- Text for analysis:
- Opening Delimiter -
Why Development Assistance?


Because U.S. aid is our best defense against threats to peace and global stability. We have seen how fanaticism and terror, disease, grinding poverty, rapid population growth, forced migration and environmental degradation create problems that spill over borders. In emerging nations, U.S. assistance can buoy a country's economy as well as resolve conflicts and promote human rights and free and fair elections. We can combat the causes of instability and antagonism and show the world that we care.


Because U.S. aid is critical to maintaining our position of world leadership. Maintaining our leadership and leverage over global issues requires sustaining our commitment to humanitarian values and backing up that commitment with resources. Since development assistance leads to business involvement, our competitiveness in rapidly expanding developing country markets is also at stake.
- Closing Delimiter -
- What you will do:
A – In the text on development assistance, what does development assistance lead to?
B – Copy word for word the part of the text on development assistance from "Because U.S. aid is critical" to "also at stake.".

(Dataset entries)
- Opening Delimiter -
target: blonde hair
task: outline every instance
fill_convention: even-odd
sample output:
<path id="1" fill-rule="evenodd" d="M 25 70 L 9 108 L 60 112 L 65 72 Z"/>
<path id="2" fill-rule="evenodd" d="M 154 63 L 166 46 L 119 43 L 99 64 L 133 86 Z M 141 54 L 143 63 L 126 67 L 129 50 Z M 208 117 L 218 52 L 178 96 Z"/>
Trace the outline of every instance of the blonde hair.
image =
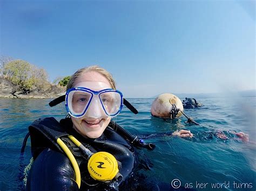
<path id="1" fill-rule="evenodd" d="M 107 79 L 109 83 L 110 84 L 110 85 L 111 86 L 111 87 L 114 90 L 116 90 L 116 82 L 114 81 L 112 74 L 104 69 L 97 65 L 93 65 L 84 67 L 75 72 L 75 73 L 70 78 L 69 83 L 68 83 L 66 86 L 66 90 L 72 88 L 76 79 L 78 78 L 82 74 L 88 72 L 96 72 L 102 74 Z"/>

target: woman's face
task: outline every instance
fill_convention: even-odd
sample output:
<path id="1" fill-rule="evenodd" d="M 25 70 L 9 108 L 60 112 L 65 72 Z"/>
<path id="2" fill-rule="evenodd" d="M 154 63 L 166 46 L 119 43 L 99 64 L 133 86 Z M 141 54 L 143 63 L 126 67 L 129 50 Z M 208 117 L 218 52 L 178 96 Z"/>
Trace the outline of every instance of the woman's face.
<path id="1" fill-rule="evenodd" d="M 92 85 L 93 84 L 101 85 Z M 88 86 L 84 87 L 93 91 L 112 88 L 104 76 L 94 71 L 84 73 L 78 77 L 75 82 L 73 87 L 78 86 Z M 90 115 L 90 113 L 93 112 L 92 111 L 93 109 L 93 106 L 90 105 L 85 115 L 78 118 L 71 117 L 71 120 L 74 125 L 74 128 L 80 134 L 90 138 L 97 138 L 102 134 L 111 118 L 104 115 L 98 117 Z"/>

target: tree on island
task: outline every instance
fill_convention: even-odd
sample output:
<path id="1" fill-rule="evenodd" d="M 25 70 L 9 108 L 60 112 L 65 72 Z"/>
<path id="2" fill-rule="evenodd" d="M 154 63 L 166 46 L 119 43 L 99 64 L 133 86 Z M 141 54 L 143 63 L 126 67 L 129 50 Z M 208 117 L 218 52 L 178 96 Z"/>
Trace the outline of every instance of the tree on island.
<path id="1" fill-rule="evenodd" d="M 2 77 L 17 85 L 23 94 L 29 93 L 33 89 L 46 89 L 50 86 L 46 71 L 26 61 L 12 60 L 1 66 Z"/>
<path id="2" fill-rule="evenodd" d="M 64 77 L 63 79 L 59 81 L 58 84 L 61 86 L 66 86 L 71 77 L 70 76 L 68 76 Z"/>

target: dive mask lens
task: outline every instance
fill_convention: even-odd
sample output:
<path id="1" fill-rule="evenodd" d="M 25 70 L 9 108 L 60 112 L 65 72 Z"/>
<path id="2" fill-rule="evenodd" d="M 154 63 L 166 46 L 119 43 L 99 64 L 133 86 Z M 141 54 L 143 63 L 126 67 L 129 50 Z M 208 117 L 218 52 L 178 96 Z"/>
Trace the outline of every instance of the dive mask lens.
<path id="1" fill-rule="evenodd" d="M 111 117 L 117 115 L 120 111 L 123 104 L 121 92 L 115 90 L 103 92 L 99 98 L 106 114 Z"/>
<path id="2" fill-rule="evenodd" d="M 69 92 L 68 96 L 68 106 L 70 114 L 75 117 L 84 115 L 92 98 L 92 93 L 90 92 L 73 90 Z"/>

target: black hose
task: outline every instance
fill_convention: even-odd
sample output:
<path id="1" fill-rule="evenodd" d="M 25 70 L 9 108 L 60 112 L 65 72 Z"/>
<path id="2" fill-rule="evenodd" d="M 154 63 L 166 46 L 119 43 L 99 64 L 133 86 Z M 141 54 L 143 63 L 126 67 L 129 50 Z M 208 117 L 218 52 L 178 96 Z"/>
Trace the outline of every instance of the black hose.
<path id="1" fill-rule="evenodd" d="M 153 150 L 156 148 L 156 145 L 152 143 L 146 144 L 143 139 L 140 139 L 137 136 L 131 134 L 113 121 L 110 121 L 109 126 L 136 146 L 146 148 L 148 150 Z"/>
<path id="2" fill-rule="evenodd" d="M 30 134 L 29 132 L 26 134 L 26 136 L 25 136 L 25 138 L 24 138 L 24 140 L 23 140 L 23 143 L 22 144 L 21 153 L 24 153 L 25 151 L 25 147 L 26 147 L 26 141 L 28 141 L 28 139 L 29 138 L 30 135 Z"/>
- Closing Delimiter -
- Opening Delimiter -
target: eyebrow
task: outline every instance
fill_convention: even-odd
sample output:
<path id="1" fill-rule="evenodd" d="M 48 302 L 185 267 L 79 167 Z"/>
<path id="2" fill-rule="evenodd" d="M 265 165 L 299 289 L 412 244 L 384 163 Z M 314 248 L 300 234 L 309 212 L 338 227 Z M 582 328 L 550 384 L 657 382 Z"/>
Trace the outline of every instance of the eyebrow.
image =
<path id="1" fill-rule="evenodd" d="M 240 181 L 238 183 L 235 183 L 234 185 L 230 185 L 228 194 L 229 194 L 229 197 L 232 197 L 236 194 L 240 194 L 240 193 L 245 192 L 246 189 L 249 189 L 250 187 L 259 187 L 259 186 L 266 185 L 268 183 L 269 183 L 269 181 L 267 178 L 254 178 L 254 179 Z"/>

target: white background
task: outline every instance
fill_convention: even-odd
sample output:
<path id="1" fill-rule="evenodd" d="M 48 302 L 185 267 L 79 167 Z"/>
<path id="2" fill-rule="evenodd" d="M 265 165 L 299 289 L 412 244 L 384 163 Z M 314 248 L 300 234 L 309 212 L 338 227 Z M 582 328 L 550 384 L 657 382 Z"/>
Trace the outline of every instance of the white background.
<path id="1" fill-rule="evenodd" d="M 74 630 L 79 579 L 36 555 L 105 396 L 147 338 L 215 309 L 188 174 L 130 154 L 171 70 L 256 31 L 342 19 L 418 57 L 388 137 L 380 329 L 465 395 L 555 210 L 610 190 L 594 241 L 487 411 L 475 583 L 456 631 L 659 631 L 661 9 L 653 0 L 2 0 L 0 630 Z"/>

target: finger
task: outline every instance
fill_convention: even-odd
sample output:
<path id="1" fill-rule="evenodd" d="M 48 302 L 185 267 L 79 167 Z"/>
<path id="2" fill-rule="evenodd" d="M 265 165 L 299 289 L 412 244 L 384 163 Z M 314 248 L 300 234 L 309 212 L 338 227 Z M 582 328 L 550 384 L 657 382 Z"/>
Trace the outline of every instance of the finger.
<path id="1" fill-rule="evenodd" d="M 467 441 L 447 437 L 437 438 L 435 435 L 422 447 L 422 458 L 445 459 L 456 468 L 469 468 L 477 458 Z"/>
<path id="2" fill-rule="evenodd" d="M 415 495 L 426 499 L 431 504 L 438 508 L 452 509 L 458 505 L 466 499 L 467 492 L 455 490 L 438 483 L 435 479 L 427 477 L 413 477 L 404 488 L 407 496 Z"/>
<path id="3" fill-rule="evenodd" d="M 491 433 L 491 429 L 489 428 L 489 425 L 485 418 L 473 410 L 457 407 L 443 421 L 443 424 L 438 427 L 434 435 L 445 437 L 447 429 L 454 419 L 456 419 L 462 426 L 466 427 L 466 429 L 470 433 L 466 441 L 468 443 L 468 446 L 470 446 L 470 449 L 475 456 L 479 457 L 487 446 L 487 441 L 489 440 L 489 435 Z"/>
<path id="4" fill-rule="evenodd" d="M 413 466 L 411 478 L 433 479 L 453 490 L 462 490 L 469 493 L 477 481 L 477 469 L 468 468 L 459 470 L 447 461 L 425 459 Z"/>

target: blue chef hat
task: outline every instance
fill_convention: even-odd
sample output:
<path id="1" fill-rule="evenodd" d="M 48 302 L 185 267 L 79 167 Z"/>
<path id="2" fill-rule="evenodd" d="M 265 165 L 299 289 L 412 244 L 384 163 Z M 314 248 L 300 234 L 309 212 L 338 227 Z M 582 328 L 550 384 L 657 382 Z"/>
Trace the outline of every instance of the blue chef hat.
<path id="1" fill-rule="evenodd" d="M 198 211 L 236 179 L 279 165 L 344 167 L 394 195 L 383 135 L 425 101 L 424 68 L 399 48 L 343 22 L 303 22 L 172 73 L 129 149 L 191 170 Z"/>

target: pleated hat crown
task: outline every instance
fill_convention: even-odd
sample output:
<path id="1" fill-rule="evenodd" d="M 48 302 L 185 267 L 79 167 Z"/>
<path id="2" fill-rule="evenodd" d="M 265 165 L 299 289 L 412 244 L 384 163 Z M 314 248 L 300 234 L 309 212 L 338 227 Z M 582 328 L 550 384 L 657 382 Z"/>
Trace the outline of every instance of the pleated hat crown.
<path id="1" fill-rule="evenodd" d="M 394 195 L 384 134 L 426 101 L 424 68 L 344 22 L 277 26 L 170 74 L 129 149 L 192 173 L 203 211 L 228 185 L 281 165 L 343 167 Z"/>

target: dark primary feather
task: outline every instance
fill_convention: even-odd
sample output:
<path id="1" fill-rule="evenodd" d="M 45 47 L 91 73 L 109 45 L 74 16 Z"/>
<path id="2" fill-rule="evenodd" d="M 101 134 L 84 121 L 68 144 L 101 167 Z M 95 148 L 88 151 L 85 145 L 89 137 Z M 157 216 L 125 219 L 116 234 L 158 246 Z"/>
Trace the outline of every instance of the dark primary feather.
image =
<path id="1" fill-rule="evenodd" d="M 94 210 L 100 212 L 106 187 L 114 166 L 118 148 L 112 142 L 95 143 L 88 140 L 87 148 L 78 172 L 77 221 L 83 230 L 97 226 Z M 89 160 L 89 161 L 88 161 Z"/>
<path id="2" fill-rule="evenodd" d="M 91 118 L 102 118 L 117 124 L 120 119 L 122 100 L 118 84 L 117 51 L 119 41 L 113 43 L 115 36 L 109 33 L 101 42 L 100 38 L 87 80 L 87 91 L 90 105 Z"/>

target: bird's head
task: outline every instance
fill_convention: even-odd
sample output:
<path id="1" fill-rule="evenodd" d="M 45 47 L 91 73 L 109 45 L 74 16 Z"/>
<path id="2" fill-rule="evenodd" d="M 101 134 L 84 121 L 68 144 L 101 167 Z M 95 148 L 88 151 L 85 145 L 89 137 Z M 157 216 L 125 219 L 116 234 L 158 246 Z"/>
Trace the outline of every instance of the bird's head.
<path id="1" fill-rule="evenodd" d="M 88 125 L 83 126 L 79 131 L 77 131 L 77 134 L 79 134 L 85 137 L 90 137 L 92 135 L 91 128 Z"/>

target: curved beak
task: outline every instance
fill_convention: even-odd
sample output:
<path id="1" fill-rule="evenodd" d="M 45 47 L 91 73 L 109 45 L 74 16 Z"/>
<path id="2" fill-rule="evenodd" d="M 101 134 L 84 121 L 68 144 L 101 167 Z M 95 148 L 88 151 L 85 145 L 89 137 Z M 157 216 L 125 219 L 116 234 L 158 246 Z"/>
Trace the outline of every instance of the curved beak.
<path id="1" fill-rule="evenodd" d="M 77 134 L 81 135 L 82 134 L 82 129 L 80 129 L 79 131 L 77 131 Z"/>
- Closing Delimiter -
- Answers by item:
A – Business involvement.

B –
Because U.S. aid is critical to maintaining our position of world leadership. Maintaining our leadership and leverage over global issues requires sustaining our commitment to humanitarian values and backing up that commitment with resources. Since development assistance leads to business involvement, our competitiveness in rapidly expanding developing country markets is also at stake.